-------- TEXT

British aid worker Tauqir Sharif arrested by HTS in Idlib
A prominent British aid worker based in northern Syria's Idlib province has been arrested by Hay'at Tahrir al-Sham (HTS), his family has confirmed.
Tauqir Sharif, who is originally from London, was detained by members of the militant group on Monday evening, the Sharif family told Middle East Eye in a statement.
“We can confirm Tauqir Sharif was detained by the group known as HTS in northern Syria,” the statement said.
“He has not been kidnapped and there hasn't been any demands or ransom. We pray to Allah he will be released sooner rather than later.”
Bilal Abdul Kareem, a journalist in Idlib who first reported the arrest, told MEE that Sharif had been detained by HTS security personnel at a house near the Atmeh refugee camp between 8.30pm and 9.30pm local time on Monday.
“There were about 15 guys that showed up and knocked on the door of the house that he was in. When he answered, they arrested him,” he said.
Sharif's detention was also confirmed by his aid organisation, Live Updates from Syria, on a post on its Instagram page, which said he had been taken to an unknown location.
In a later post on Facebook, Racquell Hayden Best, Sharif's wife who is also from the UK, said that masked men had come to the family's home and searched the building.
She said she had requested a formal statement from HTS about why Sharif had been detained.
Sources told MEE that HTS security personnel also raided the houses of a number of foreign nationals linked to Sharif, confiscating laptops and mobile phones and shutting down Live Updates from Syria offices and projects.
Sharif has been based in Atmeh, close to the Turkish border, since 2013. Last year he revealed that he was among a number of UK nationals in Syria to have been stripped of their citizenship by the British government.
The government revoked his nationality in 2017 on the grounds that he was assessed to be “aligned with an al-Qaeda-aligned group” and could “present a risk to the national security of the United Kingdom”.
Sharif denies any links with armed groups or proscribed organisations. He says his aid organisation employs around 200 people and runs 41 aid projects in Idlib, the last area of Syria still under the control of Syrian opposition forces.
Over the course of Syria’s war he has become one of the most high-profile foreign nationals living in Idlib, via broadcasts on his own social media channels, and through coverage of his work by media outlets, including the BBC, Channel 4, ITV, CNN and MEE.
Wave of arrests
HTS is the coalition of militant fighters, including some factions formerly aligned with al-Qaeda, that controls most of Idlib.
The group is currently conducting a wave of arrests targeting prominent figures in the province. On Monday it also detained a former commander, Abu Malek al-Tali, who split from HTS in April in opposition to a Turkish-Russian deal which had halted a Syrian government offensive against Idlib earlier this year.
Tali formed his own breakaway faction, which earlier this month announced a new operations room in Idlib in alliance with other hardline militant groups, including the al-Qaeda-aligned Hurras al-Din and many foreign fighters.
Sources told MEE that HTS accuses Sharif of being linked to Abu al-Abd Ashidaa, another militant leader arrested by the group over the creation of the new operations room.
Many foreign nationals in Idlib rely on protection from local armed factions because of the lack of security and the threat of kidnapping, robbery and assassination by criminal gangs or militant groups.

----------------
-------- INFORMATION GIVEN

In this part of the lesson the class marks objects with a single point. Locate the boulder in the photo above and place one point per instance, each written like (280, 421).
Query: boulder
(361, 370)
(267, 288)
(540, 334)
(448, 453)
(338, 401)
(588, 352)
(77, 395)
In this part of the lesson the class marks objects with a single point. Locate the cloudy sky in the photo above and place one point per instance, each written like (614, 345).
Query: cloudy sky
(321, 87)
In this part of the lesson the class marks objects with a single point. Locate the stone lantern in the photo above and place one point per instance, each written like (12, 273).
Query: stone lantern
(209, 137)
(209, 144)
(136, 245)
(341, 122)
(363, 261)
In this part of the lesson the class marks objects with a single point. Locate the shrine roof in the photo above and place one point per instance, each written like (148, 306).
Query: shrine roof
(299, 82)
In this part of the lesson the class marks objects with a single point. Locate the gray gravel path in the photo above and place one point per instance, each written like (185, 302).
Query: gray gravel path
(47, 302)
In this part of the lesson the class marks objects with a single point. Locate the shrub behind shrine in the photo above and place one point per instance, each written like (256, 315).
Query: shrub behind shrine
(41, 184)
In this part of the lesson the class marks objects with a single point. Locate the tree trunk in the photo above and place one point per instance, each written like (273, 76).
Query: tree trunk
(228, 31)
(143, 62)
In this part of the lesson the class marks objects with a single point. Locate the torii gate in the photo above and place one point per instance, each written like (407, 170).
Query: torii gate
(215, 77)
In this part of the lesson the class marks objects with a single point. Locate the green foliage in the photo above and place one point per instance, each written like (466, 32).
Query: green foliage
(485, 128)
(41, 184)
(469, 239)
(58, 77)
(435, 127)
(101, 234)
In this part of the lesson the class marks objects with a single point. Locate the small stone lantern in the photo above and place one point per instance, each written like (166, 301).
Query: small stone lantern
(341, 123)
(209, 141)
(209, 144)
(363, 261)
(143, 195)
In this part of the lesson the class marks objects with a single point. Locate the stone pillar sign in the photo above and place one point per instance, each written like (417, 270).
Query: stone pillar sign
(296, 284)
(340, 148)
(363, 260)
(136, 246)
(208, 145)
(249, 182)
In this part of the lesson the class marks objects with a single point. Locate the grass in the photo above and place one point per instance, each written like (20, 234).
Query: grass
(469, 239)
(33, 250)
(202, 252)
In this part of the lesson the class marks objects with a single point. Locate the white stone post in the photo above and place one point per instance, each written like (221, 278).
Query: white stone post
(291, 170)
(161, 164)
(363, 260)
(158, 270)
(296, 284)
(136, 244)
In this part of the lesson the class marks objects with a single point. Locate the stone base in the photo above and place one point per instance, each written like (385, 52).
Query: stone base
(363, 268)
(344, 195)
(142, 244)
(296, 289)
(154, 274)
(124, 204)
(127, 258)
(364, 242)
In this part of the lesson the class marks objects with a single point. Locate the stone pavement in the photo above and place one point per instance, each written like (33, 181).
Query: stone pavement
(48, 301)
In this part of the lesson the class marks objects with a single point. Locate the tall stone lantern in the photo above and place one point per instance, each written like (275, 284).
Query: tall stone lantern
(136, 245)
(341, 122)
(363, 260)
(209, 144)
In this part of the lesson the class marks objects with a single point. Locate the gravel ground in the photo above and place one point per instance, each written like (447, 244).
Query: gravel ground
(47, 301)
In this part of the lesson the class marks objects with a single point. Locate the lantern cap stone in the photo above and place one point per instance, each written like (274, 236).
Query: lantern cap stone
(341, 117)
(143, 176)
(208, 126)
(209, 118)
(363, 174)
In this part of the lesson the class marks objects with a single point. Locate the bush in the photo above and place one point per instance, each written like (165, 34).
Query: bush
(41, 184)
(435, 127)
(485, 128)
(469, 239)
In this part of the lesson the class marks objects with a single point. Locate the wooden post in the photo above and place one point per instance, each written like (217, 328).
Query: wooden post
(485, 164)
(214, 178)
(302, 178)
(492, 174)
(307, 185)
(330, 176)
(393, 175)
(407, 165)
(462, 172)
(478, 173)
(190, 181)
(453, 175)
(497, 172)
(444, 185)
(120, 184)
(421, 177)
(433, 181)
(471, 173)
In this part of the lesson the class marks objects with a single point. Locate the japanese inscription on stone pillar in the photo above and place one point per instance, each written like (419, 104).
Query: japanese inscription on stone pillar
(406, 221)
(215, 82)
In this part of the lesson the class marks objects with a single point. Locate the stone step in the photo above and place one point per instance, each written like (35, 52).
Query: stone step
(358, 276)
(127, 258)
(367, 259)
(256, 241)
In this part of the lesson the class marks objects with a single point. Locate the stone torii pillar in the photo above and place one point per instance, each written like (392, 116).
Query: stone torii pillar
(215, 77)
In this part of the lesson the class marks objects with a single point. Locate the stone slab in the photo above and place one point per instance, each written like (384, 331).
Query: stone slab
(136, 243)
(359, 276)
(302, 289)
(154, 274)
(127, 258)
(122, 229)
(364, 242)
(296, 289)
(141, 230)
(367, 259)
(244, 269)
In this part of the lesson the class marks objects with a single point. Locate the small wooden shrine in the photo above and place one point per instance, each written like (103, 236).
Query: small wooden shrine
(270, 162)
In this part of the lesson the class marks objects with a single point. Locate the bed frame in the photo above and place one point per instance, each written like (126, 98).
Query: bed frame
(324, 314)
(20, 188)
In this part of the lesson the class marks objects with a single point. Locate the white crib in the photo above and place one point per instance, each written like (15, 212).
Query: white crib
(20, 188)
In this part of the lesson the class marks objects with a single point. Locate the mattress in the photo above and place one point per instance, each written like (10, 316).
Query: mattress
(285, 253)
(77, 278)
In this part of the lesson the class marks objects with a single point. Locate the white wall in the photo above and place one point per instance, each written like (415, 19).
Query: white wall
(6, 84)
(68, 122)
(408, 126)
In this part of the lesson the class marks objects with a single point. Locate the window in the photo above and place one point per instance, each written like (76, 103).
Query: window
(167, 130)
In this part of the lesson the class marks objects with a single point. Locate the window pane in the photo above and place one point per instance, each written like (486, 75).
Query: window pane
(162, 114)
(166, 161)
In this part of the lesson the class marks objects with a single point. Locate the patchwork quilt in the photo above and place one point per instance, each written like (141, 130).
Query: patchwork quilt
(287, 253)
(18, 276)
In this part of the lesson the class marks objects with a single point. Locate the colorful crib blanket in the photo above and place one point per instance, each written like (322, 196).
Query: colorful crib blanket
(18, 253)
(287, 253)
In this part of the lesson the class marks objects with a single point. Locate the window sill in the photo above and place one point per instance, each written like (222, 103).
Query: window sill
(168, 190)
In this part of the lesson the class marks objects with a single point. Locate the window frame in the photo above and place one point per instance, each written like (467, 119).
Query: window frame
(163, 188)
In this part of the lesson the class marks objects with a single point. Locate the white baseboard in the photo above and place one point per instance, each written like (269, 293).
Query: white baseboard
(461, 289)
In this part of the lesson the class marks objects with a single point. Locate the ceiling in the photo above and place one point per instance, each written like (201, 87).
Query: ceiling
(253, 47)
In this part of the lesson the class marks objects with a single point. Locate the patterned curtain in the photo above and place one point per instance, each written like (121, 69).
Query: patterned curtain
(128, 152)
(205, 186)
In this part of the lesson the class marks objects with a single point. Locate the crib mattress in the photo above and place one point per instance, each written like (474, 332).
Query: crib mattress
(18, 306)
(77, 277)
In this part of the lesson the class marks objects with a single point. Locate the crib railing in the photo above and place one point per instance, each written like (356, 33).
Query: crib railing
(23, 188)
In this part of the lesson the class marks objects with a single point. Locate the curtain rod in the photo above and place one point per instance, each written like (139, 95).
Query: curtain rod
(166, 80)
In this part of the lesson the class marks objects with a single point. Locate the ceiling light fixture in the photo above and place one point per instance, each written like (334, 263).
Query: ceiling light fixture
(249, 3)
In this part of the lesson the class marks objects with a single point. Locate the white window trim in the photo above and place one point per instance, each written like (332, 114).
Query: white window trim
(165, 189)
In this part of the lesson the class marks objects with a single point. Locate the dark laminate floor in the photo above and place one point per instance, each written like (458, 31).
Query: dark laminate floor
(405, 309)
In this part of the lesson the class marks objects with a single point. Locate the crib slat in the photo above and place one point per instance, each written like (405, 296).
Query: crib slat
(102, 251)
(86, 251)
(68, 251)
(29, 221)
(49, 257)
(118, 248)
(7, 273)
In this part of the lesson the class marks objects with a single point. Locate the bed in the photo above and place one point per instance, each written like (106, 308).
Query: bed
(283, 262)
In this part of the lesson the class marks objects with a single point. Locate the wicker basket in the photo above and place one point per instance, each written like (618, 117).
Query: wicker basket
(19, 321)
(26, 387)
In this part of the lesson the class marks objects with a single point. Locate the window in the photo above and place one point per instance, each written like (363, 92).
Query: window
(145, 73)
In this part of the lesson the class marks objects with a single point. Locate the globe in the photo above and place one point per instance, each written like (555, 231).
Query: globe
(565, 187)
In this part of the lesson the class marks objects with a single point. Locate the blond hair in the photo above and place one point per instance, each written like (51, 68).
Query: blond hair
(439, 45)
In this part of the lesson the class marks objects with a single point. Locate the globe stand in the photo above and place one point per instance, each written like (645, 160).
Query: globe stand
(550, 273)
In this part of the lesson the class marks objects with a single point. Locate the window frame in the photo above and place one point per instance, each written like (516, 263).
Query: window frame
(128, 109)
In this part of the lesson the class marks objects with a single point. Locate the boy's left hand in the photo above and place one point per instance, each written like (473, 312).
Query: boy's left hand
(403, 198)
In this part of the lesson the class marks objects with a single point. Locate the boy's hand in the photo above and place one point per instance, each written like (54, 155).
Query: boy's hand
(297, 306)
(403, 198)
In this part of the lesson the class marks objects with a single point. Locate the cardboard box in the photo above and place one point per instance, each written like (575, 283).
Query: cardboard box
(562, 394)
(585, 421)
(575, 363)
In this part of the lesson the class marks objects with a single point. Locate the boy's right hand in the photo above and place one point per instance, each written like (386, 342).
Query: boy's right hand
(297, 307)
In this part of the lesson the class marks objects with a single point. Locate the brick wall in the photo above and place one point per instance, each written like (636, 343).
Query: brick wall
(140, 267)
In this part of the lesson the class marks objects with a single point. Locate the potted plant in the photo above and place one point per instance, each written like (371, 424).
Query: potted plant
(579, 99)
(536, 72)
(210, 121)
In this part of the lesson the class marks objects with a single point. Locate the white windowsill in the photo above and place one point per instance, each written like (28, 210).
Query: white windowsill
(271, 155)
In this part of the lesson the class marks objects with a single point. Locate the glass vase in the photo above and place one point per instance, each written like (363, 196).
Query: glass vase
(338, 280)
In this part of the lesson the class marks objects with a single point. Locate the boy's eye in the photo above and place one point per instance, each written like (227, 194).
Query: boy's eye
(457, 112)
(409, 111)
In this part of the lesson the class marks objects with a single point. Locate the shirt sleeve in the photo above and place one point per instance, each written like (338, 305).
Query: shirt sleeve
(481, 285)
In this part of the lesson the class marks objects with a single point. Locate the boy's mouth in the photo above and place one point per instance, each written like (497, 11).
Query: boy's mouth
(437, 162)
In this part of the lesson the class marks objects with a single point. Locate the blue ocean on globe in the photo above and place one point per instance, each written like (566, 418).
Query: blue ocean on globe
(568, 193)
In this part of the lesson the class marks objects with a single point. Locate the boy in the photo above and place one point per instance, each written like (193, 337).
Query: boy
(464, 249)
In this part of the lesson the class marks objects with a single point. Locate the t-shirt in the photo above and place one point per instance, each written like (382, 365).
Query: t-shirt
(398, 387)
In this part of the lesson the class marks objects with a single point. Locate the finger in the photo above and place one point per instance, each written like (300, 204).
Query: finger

----------------

**STATED GOAL 1**. Report how many lines of the records contain the string "wall", matching case exactly. Give only the number.
**STATED GOAL 2**. Carry on the article about Tauqir Sharif's arrest, starting after its final sentence.
The article about Tauqir Sharif's arrest and the records are unrelated, separate material.

**RESULT 1**. 4

**RESULT 2**.
A local relief director told MEE that Sharif specialised in distributing aid to foreign nationals who do not receive support from local organisations, including orphaned children and widows.
He suggested that HTS was seeking to cut off all relief to factions which had joined the new operations room, including aid supplies to those associated with the groups involved, as a form of collective punishment.
In a video posted on YouTube early on Tuesday, Abdul Kareem called on HTS to release Sharif immediately or to formally charge him and offer him a “clear path to justice”.
“There have been too many incidents where people have been detained, there has been no formal charge written and there has been no noticeable trial. We are calling for Hay'at Tahrir al-Sham to put an end immediately to these type of detentions without a formal written charge,” he said.
Writing on Facebook, Hayden Best described her husband as "a man who has given up everything to come here and help those who are oppressed".
Moazzam Begg, the outreach director of British human rights group Cage which has advocated on Sharif's behalf in his citizenship case, also called for him to be released.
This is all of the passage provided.